GIVEN TASK — Reproduce the listing below with every "evenodd" switched to "nonzero" and all other text left unchanged. Omit the pictures from your output.

DATASET EXCERPTS —
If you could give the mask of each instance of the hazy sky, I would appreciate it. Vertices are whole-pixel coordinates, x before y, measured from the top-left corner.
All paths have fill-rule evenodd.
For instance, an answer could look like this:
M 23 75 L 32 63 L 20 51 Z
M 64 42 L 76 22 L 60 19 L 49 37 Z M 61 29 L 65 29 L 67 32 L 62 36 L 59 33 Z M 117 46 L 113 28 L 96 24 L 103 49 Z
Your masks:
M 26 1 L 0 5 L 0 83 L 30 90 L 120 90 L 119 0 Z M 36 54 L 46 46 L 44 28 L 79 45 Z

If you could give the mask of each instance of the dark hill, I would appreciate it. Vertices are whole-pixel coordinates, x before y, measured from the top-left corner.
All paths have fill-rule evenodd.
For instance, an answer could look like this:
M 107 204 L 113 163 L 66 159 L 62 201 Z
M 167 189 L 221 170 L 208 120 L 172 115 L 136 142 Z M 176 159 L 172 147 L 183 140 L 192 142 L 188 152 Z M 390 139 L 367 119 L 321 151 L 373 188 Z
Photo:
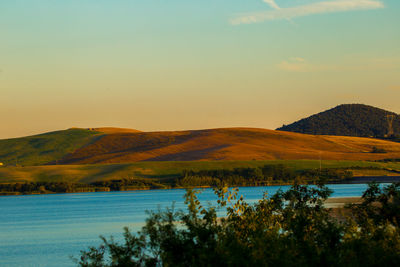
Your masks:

OUTPUT OF THE TASK —
If you could give the mask of each instance of the hazy sky, I would appreciate it. Vertices are whole-pixel coordinates, x before y, measured from the top-left corner.
All paths have fill-rule nonzero.
For instance, an answer could look like this:
M 23 75 L 32 63 L 20 51 Z
M 64 42 L 76 22 L 60 19 L 49 37 Z M 61 29 L 65 29 L 67 32 L 62 36 L 59 33 Z M 117 46 L 113 28 L 96 24 L 103 49 Z
Your masks:
M 26 1 L 0 5 L 0 83 L 30 90 L 120 90 L 119 0 Z M 36 54 L 46 46 L 44 28 L 79 45 Z

If you could give the mask of each instance of the dark hill, I would appreciate it. Vertices are whole-pixel coordinates, x before y, measured from the top-left corner.
All paths have fill-rule nonzero.
For instance, an answer could look like this:
M 107 204 L 113 163 L 66 159 L 62 201 Z
M 167 189 L 221 170 L 208 120 L 172 115 L 136 142 Z M 176 159 L 172 147 L 183 140 L 192 142 L 188 152 Z M 390 139 L 367 119 L 321 151 L 373 188 Z
Photo:
Your masks:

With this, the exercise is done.